**YOUR GOAL**
Pull out every line in the data below that contains the string "Target", and copy each one unchanged.

**DATA EXTRACT**
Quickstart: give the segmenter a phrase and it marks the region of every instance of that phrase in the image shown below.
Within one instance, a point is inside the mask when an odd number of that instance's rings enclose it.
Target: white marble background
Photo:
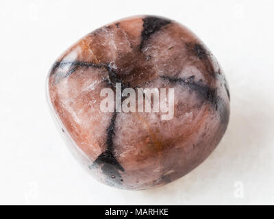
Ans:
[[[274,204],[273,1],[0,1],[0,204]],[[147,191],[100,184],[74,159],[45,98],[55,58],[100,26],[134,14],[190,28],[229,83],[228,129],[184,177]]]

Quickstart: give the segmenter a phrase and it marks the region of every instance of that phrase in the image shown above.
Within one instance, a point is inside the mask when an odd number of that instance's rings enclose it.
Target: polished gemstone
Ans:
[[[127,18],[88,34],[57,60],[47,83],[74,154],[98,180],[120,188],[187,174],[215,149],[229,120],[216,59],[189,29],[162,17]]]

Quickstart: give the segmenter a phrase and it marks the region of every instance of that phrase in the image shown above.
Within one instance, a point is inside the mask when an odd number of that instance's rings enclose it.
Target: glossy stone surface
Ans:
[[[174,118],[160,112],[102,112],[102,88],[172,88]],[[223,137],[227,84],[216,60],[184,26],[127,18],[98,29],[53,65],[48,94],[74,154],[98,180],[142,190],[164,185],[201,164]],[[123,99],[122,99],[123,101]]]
==
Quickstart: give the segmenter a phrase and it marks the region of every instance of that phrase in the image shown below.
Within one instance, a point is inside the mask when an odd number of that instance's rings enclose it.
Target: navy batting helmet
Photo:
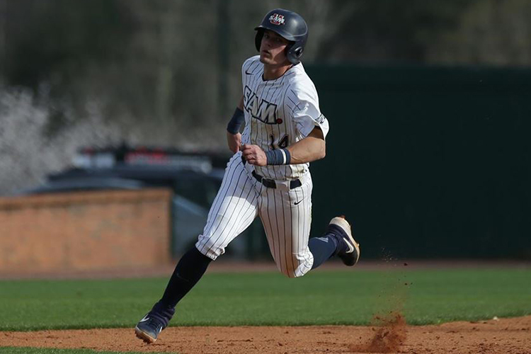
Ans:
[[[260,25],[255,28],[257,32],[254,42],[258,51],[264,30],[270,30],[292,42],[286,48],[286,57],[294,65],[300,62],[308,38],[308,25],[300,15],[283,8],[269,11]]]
* * *
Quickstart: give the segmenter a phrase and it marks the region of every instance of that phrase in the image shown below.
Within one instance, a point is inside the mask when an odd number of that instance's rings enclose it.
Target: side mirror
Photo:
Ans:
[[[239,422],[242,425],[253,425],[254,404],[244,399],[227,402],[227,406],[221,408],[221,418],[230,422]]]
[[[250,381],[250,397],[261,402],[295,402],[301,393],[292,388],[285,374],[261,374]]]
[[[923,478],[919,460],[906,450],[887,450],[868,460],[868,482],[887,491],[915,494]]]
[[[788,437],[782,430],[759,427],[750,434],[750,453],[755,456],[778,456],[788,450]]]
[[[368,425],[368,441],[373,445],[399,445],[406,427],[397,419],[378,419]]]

**ANSWER TO THE PROBLEM**
Target: white marble background
Target: polished gemstone
Target: glossy stone surface
Target: navy batting helmet
Target: side mirror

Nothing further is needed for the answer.